#### Page excerpt
☆ ☆ ☆

Analysis: New Louisiana Political Year, with Repeat Debates
BATON ROUGE (AP) — The Louisiana Legislature’s 2021 political debates will center on the same terrain that fixated lawmakers around the country last year: the coronavirus pandemic, budget concerns and issues of racial bias in policing.
Some new twists will be added to the mix, including the redrawing of political maps, another try at rewriting state tax laws and legislative haggling over whether to reconfigure Louisiana’s elections system. Meanwhile, several lawmakers will be vying for a vacant congressional seat in a competition that could cause strain for the New Orleans delegation.
The regular legislative session starts in April. Among the expected debates for lawmakers this year:
—Louisiana politics will remain altered by the COVID-19 disease caused by the coronavirus, with lingering disagreements between Democratic Gov. John Bel Edwards and some Republican lawmakers over his statewide mask mandate, restrictions on businesses and limits on public activities. Attorney General Jeff Landry, a Republican positioning himself for a possible campaign for governor in 2023, is certain to keep sparring with Edwards over the virus rules. In addition, new disagreements could emerge over Edwards’ prioritization choices for the coronavirus vaccines.

☆ ☆ ☆

#### Available data
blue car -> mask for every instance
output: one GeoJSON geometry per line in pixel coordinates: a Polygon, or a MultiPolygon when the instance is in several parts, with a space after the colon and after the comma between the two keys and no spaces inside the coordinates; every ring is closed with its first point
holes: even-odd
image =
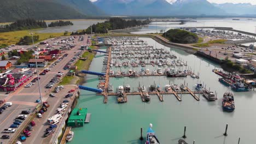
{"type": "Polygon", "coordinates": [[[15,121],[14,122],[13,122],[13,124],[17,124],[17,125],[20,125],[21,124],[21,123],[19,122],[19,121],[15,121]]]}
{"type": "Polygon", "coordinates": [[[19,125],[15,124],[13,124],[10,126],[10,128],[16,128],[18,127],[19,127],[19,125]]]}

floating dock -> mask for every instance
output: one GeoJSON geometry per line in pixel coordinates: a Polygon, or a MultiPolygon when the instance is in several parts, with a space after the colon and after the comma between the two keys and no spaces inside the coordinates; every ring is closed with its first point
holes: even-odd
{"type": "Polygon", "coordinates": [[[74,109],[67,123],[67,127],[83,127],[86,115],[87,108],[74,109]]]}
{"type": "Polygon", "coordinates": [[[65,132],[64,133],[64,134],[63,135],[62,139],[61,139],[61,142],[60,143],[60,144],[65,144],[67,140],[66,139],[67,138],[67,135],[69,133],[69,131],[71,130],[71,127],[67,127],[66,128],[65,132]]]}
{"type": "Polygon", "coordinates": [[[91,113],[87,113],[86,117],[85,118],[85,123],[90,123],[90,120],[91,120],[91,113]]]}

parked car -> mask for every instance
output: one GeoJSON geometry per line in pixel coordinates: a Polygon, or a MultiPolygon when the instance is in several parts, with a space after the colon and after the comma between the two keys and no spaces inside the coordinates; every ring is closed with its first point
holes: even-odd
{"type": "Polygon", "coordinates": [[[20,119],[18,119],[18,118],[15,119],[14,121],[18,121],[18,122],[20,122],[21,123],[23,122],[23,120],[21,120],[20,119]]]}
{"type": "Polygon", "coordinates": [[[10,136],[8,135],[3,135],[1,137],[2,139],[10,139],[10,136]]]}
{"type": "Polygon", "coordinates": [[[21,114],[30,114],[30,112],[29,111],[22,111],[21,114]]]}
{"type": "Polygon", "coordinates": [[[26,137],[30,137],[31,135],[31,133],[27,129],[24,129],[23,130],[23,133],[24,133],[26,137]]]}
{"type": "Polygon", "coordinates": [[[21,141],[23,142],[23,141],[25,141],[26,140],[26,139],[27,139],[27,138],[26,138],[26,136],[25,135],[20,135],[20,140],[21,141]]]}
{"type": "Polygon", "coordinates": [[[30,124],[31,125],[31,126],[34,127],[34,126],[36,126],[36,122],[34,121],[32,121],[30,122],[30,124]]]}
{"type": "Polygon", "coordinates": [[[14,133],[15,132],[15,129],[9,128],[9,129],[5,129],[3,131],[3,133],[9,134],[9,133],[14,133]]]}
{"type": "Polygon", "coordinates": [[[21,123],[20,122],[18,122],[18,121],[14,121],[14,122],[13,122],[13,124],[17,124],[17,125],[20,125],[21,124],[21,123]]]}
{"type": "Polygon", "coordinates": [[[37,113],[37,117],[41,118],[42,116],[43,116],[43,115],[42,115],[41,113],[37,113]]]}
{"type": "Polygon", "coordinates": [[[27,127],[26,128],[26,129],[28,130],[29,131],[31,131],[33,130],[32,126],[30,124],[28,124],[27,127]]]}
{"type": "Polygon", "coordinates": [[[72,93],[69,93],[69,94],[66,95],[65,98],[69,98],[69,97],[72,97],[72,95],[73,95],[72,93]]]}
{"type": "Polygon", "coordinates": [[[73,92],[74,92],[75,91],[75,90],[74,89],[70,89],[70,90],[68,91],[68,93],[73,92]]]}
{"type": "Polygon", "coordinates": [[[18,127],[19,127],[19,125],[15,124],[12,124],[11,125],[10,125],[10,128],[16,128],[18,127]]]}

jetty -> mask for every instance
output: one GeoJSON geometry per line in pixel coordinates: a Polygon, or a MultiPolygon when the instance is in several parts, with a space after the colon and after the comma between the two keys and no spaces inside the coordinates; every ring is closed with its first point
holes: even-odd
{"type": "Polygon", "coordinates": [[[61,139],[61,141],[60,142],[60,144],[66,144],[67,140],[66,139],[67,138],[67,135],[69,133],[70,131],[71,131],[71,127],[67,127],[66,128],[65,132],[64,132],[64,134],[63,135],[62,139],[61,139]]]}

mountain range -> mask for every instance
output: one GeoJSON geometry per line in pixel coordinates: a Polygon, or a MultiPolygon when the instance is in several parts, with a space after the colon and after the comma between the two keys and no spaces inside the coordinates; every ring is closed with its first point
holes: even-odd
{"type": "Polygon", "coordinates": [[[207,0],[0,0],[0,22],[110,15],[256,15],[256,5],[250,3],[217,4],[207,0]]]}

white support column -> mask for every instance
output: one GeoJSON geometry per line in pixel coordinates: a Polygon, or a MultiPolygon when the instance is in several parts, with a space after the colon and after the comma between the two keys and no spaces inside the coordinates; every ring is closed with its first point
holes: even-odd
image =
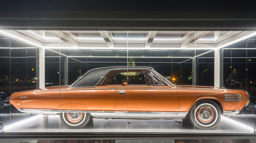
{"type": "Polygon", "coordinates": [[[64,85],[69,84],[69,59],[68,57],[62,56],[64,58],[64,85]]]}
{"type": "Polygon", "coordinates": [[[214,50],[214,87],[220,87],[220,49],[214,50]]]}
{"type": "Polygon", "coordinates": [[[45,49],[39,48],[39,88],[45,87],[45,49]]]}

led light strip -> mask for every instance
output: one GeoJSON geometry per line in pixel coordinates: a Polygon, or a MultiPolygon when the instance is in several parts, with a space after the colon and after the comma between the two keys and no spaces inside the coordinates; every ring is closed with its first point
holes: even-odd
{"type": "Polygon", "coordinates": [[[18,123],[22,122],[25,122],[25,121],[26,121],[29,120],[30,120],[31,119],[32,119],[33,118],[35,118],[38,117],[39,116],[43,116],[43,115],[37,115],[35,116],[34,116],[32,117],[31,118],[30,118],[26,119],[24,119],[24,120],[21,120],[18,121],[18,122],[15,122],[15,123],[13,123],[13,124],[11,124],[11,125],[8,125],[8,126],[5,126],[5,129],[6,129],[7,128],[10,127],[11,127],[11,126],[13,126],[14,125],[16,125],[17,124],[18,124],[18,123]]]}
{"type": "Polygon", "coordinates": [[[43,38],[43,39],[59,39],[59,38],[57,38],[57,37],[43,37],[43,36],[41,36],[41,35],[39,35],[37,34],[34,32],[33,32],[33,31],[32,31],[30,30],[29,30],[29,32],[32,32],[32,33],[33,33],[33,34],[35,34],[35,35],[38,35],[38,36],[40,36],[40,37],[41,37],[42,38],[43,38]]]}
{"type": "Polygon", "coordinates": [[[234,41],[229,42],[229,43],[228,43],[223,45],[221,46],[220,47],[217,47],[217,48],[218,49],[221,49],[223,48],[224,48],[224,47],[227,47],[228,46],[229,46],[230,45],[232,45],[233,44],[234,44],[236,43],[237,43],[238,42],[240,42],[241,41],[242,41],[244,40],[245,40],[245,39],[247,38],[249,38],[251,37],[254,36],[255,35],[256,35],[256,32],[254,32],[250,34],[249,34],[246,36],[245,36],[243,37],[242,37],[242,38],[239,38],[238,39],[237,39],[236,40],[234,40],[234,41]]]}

☆ ☆ ☆

In the Louisiana politics article, replace "policing" with "law enforcement" and write out the passage from "Analysis: New Louisiana" up to and including "bias in policing.".

#### Solution to this task
Analysis: New Louisiana Political Year, with Repeat Debates
BATON ROUGE (AP) — The Louisiana Legislature’s 2021 political debates will center on the same terrain that fixated lawmakers around the country last year: the coronavirus pandemic, budget concerns and issues of racial bias in law enforcement.